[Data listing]
====================

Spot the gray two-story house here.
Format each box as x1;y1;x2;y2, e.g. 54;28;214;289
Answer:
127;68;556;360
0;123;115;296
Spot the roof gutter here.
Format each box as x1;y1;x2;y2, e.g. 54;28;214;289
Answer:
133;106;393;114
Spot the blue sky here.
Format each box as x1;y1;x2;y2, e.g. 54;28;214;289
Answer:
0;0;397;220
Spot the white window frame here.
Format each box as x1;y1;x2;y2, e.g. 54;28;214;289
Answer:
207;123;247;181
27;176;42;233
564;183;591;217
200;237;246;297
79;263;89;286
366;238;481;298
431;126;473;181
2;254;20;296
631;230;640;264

====================

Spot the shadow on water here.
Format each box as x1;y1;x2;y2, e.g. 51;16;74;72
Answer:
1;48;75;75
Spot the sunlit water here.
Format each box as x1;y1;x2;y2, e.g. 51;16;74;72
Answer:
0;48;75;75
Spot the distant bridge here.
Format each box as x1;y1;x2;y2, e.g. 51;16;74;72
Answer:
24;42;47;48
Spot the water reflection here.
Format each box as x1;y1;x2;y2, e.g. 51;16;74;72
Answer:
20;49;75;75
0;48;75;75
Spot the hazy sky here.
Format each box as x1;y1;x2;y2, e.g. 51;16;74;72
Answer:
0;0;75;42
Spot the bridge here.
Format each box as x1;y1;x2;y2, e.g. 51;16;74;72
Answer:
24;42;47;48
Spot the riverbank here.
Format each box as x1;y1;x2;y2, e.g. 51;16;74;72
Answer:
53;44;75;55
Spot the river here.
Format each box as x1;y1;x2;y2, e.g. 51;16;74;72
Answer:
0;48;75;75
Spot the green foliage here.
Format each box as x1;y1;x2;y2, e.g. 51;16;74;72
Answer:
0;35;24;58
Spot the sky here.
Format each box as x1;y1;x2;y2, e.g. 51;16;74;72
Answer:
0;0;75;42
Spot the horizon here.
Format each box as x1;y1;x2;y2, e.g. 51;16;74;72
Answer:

====================

→ **Exercise instructions**: Can you give the rows from "Spot the gray two-story house here." through "133;106;393;114" again with "Spot" replaced by "Locate" and everything else left the same?

→ **The result**:
Locate the gray two-story house here.
Format each box as x1;y1;x2;y2, e.g. 54;28;214;289
Answer:
127;68;556;360
0;123;115;296
Locate the roof gutter here.
Format each box as x1;y1;x2;y2, e.g. 54;28;214;289
Answer:
133;106;393;114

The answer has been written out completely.